**Items**
[start]
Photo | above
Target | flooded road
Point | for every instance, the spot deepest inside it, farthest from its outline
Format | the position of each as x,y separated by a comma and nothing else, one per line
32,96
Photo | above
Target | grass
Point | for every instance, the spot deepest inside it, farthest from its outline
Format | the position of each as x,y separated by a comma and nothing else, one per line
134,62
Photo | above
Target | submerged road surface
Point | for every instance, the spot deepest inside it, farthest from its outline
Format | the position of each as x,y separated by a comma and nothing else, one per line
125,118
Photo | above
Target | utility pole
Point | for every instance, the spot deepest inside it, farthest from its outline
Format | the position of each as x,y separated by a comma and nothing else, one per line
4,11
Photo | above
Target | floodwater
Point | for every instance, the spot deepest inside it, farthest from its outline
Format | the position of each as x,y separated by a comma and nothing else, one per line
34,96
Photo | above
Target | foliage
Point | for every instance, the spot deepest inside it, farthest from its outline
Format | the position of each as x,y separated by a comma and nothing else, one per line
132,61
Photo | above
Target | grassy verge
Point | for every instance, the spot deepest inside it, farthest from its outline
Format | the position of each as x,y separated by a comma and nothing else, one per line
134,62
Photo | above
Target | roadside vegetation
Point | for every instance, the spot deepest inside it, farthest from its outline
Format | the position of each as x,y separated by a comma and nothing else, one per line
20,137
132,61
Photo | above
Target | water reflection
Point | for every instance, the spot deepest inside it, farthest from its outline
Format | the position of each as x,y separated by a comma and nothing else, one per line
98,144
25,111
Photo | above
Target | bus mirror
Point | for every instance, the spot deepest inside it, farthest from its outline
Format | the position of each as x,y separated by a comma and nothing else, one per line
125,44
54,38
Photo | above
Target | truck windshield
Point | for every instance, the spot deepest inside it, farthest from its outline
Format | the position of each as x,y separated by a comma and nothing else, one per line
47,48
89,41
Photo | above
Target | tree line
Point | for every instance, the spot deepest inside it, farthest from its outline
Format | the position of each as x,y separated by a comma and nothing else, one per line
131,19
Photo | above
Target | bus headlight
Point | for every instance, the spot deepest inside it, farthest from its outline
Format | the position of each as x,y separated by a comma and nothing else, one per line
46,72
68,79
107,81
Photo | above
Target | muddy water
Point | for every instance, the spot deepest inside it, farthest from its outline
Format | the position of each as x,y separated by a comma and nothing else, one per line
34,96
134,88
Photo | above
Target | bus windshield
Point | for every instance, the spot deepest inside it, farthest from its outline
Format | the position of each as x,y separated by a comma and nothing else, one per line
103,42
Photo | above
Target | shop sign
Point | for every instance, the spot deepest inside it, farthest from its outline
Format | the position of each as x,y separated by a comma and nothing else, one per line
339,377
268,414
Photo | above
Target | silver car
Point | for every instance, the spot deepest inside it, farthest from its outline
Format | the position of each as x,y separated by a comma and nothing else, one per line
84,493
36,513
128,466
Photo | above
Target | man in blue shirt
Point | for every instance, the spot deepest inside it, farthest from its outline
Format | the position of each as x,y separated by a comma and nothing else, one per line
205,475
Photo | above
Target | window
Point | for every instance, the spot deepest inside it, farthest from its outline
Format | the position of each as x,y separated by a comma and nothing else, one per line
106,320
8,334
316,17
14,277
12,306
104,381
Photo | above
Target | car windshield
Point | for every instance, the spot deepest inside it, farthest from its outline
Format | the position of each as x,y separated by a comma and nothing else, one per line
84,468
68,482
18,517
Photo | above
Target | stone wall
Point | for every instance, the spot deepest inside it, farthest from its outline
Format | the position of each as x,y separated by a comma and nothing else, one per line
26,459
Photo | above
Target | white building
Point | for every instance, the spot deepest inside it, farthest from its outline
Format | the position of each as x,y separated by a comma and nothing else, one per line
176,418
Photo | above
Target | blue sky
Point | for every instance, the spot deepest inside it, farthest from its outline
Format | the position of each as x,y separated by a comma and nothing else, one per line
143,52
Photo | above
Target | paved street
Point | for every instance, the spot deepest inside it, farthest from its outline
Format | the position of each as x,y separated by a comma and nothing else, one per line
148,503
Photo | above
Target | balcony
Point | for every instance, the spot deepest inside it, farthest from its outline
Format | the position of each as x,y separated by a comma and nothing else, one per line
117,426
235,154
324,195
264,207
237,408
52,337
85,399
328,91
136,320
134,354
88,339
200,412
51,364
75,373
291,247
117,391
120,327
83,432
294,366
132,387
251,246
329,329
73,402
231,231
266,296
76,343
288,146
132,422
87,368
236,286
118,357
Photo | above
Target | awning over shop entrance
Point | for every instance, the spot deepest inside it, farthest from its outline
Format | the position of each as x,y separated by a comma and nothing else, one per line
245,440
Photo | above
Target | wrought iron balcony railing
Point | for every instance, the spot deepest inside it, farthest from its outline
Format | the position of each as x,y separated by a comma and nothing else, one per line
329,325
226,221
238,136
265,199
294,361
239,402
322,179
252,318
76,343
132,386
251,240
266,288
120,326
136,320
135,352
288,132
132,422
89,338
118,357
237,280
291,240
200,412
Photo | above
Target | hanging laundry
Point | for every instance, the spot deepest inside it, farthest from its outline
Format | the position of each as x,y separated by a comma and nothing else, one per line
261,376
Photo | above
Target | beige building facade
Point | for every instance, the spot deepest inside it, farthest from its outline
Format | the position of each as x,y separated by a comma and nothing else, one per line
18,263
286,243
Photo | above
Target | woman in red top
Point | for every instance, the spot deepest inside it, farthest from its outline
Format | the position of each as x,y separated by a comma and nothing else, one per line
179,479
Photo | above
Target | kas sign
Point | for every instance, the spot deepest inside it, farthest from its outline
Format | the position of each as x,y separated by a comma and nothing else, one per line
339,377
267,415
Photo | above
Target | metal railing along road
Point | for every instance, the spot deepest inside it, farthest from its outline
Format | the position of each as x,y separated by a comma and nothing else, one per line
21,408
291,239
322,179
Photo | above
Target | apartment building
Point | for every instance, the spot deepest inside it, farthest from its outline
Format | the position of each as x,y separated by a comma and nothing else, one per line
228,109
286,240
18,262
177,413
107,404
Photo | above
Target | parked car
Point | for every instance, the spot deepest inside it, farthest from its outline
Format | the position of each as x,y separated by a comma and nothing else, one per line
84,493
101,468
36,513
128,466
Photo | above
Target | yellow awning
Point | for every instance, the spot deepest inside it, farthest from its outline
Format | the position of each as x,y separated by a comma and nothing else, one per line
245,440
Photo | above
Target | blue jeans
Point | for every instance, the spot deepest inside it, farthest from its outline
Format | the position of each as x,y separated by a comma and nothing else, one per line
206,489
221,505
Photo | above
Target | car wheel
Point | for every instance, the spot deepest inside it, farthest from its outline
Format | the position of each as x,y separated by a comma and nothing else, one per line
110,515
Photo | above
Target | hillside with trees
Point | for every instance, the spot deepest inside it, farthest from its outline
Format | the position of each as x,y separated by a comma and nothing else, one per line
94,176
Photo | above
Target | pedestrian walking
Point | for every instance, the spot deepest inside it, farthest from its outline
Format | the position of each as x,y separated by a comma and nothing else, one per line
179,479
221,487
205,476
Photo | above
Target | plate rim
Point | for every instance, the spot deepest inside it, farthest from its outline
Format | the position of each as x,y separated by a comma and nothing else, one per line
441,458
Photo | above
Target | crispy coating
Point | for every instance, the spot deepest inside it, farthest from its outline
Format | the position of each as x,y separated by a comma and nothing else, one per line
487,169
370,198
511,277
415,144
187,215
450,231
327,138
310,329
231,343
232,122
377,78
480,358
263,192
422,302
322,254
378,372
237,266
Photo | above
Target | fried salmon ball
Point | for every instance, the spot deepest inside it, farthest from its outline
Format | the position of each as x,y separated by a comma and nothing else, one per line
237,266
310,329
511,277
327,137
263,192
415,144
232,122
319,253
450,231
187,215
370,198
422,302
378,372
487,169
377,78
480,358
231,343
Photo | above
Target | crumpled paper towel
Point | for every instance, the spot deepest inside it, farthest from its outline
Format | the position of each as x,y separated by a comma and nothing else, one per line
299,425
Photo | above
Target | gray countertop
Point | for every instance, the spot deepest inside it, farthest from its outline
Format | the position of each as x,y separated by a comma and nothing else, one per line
[end]
**Exercise**
Pull every line from the listing above that contains the string "shop". Case counts.

**Task response**
Target | shop sign
Target | awning over shop entrance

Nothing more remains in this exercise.